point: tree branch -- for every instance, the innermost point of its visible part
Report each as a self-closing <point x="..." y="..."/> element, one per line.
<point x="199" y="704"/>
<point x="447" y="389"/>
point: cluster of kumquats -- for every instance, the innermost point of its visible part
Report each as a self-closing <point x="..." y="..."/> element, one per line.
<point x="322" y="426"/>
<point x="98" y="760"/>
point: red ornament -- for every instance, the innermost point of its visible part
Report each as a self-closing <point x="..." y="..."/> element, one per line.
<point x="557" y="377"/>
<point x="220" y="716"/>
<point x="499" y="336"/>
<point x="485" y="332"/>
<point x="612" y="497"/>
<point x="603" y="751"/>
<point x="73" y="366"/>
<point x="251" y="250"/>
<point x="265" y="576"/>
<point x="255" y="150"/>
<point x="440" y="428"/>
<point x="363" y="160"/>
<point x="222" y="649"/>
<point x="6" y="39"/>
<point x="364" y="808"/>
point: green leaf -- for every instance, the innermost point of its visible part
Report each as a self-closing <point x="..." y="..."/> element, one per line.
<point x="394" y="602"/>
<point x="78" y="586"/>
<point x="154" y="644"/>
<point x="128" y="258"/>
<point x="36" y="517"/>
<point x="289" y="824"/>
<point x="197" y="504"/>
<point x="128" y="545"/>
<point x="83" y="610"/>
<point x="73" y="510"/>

▶ EXERCISE:
Can you extract every line of the listing above and reproduce each one verbatim, with nothing changed?

▶ COMPLETE ANSWER:
point: tree branch -- for every instance, the innermost point of its visible part
Report each as a self-closing <point x="..." y="..."/> element, one per line.
<point x="199" y="704"/>
<point x="447" y="389"/>
point: cluster of kumquats -- for every instance, the innermost point of its visible part
Report each as a self-closing <point x="..." y="..."/> element, one per line.
<point x="322" y="426"/>
<point x="98" y="760"/>
point: red ornament -- for every instance, the innermost point of its visible part
Report each as a self-closing <point x="..." y="..."/> element, one per line.
<point x="557" y="377"/>
<point x="220" y="716"/>
<point x="499" y="336"/>
<point x="485" y="332"/>
<point x="612" y="497"/>
<point x="603" y="751"/>
<point x="73" y="366"/>
<point x="251" y="250"/>
<point x="265" y="576"/>
<point x="255" y="150"/>
<point x="440" y="428"/>
<point x="363" y="160"/>
<point x="222" y="649"/>
<point x="6" y="39"/>
<point x="364" y="808"/>
point: green leaf -- for every instance, the innermost point of its visible part
Report each as a self-closing <point x="..." y="..."/> element, one per line.
<point x="394" y="602"/>
<point x="78" y="586"/>
<point x="154" y="644"/>
<point x="128" y="258"/>
<point x="36" y="517"/>
<point x="289" y="824"/>
<point x="197" y="504"/>
<point x="128" y="545"/>
<point x="83" y="610"/>
<point x="73" y="510"/>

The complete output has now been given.